(Image boundary annotation listing)
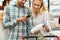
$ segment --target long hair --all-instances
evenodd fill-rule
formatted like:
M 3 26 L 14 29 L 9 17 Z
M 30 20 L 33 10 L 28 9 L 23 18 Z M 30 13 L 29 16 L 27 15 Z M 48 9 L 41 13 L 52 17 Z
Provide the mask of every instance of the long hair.
M 33 4 L 34 1 L 35 0 L 32 1 L 32 4 Z M 38 13 L 43 13 L 43 12 L 46 11 L 46 7 L 45 7 L 45 5 L 43 3 L 43 0 L 39 0 L 39 2 L 41 2 L 41 6 L 40 6 L 40 10 L 38 11 Z M 34 8 L 33 8 L 33 5 L 32 5 L 32 15 L 34 15 L 34 13 L 35 13 L 33 9 Z

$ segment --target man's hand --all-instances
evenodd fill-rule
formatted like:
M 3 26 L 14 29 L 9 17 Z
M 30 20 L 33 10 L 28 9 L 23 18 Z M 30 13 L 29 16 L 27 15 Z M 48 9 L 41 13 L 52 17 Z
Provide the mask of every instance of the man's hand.
M 28 20 L 27 17 L 19 17 L 19 18 L 17 18 L 16 22 L 17 22 L 17 23 L 18 23 L 18 22 L 26 22 L 27 20 Z
M 34 34 L 38 34 L 38 33 L 40 33 L 40 30 L 37 30 L 37 31 L 34 32 Z

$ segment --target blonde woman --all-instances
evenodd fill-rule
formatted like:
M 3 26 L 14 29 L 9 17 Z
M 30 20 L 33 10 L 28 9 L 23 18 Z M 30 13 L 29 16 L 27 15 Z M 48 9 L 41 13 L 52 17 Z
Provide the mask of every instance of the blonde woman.
M 42 30 L 36 30 L 33 33 L 41 33 L 43 35 L 48 34 L 51 30 L 49 24 L 49 13 L 47 12 L 43 0 L 33 0 L 32 1 L 32 28 L 36 25 L 43 24 Z M 37 28 L 36 28 L 37 29 Z

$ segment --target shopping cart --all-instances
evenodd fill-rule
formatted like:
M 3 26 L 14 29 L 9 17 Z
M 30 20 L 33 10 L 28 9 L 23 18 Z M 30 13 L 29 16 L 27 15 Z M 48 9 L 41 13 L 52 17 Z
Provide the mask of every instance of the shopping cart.
M 60 40 L 60 37 L 52 35 L 52 36 L 43 36 L 44 40 Z M 36 38 L 36 40 L 38 40 L 38 36 L 21 36 L 22 40 L 24 40 L 25 38 Z

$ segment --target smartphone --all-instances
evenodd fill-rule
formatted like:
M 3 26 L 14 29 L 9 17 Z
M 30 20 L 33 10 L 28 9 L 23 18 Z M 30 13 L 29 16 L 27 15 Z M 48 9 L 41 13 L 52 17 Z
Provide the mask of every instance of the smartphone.
M 31 17 L 31 15 L 26 16 L 27 18 Z

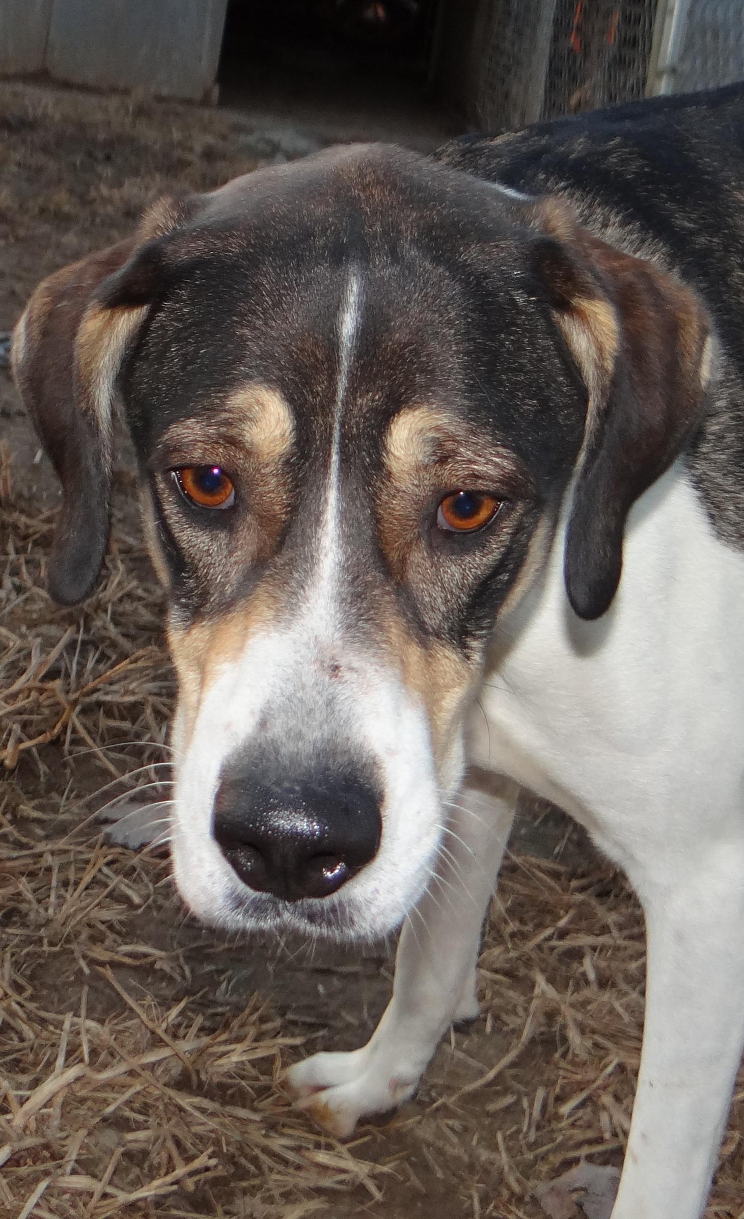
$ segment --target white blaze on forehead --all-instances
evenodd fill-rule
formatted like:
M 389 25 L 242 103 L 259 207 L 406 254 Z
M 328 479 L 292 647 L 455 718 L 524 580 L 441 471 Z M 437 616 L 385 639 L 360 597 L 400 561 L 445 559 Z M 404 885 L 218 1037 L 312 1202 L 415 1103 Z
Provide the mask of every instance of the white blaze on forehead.
M 354 339 L 359 328 L 362 316 L 362 283 L 354 271 L 349 272 L 346 284 L 346 293 L 339 311 L 339 378 L 336 382 L 336 402 L 334 410 L 334 432 L 331 438 L 331 460 L 329 466 L 328 489 L 325 495 L 325 507 L 320 538 L 318 545 L 318 575 L 315 592 L 330 591 L 340 557 L 340 502 L 339 484 L 341 473 L 341 423 L 343 419 L 343 406 L 346 402 L 346 390 L 348 375 L 354 355 Z

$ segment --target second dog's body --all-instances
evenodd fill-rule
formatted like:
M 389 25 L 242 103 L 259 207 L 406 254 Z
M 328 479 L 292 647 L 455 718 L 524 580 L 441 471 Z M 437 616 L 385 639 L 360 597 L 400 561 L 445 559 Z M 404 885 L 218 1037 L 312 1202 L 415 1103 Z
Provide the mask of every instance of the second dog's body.
M 369 1045 L 291 1072 L 319 1120 L 409 1096 L 475 1014 L 520 787 L 626 869 L 648 991 L 612 1219 L 699 1219 L 744 1042 L 743 150 L 729 89 L 443 163 L 326 154 L 160 205 L 15 340 L 62 600 L 124 402 L 191 908 L 346 937 L 418 912 Z

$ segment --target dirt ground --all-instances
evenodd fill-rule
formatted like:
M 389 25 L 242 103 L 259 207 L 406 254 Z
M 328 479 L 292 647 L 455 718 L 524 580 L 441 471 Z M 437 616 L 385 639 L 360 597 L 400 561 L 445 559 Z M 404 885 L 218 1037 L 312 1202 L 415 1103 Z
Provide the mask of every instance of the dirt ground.
M 219 111 L 0 85 L 0 330 L 166 189 L 308 150 Z M 0 1214 L 539 1219 L 541 1184 L 620 1164 L 642 917 L 544 809 L 493 903 L 482 1015 L 414 1101 L 345 1146 L 290 1109 L 280 1070 L 367 1039 L 392 946 L 226 940 L 185 915 L 167 858 L 101 840 L 93 809 L 168 781 L 173 678 L 127 446 L 104 584 L 66 611 L 43 591 L 58 492 L 1 372 L 0 429 Z M 743 1124 L 744 1080 L 707 1219 L 744 1219 Z

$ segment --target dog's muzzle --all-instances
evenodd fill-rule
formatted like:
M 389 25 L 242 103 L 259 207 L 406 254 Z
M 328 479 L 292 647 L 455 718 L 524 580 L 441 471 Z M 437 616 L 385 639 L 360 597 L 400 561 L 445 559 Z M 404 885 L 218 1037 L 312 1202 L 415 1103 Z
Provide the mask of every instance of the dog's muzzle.
M 223 770 L 212 831 L 248 889 L 287 902 L 330 897 L 374 859 L 380 803 L 357 770 L 275 778 L 242 763 Z

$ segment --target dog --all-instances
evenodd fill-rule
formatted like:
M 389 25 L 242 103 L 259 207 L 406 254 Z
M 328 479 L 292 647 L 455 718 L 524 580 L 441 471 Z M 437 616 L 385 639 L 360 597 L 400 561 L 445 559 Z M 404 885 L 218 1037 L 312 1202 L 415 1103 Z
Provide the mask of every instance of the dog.
M 703 1213 L 744 1043 L 743 267 L 732 87 L 161 200 L 13 335 L 62 603 L 123 403 L 188 906 L 345 940 L 418 913 L 301 1106 L 351 1134 L 476 1014 L 520 790 L 625 869 L 648 987 L 612 1219 Z

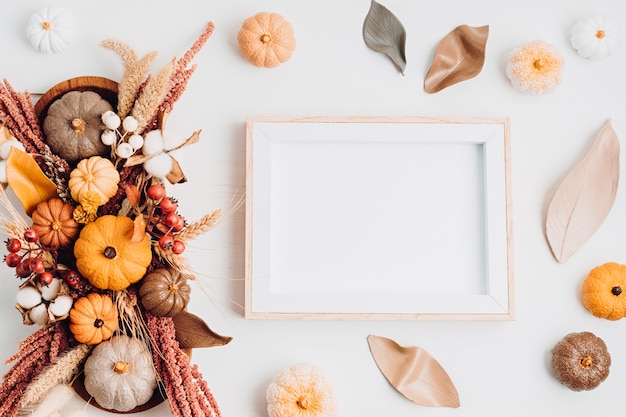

Required task ▸
Copy out every line of the listing above that contains the string "blonde", treating uppercase and lowercase letters as different.

The response ▸
$ segment --target blonde woman --all-instances
Provide the mask of every instance of the blonde woman.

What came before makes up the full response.